___ Supplied data ___

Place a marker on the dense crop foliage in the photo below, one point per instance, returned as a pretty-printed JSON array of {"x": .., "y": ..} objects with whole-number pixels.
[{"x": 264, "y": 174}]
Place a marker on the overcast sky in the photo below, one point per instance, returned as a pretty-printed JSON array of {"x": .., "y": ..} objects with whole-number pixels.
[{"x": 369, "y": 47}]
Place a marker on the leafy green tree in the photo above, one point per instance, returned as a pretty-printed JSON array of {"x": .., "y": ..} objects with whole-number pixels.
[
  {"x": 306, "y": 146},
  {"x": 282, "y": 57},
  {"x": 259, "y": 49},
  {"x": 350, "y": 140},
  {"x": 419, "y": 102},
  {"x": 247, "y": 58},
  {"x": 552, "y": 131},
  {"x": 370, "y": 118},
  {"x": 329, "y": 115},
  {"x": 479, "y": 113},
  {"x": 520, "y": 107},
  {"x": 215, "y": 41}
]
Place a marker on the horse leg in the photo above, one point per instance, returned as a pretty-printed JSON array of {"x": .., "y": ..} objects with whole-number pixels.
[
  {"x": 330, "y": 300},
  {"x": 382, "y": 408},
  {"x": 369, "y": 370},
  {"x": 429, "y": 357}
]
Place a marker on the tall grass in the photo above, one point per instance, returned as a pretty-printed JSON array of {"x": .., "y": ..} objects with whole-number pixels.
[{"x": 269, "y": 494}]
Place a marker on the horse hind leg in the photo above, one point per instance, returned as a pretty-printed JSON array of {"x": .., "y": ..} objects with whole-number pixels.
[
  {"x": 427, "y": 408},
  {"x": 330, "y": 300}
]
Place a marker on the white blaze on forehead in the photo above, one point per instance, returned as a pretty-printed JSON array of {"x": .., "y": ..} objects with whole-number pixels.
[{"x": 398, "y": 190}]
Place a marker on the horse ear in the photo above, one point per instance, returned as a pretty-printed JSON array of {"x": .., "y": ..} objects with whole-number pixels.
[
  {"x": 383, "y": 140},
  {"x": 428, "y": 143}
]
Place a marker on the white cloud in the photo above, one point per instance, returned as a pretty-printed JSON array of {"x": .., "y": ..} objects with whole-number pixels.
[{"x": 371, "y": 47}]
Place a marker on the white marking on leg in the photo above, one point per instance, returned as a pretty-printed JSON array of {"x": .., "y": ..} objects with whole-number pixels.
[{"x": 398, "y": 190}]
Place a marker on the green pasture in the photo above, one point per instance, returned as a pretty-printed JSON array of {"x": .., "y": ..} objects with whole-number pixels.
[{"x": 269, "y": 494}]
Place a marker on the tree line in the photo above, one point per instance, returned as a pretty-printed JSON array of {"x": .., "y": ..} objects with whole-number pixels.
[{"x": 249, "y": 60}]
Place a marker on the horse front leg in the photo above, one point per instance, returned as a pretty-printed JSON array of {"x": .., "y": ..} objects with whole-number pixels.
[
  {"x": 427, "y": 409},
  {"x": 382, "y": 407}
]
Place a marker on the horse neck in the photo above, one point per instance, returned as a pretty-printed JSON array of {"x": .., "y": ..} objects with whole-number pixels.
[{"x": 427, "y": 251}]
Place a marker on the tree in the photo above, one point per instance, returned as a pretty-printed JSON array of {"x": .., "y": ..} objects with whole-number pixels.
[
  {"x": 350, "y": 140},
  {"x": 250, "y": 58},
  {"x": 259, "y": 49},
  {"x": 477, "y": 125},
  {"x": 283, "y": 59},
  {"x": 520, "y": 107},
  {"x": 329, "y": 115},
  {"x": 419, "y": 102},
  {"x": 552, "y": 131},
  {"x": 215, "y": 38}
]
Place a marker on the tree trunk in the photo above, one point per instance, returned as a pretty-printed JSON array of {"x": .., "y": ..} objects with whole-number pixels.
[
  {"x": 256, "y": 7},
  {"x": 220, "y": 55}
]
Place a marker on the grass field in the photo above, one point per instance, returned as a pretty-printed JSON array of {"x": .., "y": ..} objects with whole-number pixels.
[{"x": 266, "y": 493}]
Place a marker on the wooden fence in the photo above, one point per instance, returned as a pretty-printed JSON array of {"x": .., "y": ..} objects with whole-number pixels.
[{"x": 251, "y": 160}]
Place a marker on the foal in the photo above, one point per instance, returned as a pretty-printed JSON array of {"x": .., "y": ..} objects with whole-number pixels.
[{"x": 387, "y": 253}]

___
___ Supplied data ___

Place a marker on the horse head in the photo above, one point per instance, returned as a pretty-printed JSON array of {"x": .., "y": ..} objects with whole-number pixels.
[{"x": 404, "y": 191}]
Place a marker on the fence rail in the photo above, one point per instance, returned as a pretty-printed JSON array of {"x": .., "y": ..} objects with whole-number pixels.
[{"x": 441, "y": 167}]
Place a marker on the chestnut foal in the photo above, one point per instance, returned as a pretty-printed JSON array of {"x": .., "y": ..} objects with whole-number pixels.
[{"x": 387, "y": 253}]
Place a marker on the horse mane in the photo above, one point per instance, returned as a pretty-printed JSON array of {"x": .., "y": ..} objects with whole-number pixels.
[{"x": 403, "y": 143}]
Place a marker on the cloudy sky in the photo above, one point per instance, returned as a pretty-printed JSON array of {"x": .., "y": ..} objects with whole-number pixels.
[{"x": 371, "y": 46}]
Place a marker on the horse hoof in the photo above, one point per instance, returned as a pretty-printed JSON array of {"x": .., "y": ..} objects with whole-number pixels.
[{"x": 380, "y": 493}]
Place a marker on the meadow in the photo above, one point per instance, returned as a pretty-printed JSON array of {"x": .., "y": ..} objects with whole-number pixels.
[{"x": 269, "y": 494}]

___

> _Objective_
Identify each line of the material above that contains the string "foal", and copy those lines out.

> _Problem solution_
Place a marker on the foal in the photo above, one point per instance, returned as a pretty-printed JSON array of {"x": .., "y": ..} objects with whole-number pixels.
Place a marker on the chestnut foal in the photo above, one point per instance, returned as a pretty-printed JSON array of {"x": .., "y": ..} objects with whole-number pixels.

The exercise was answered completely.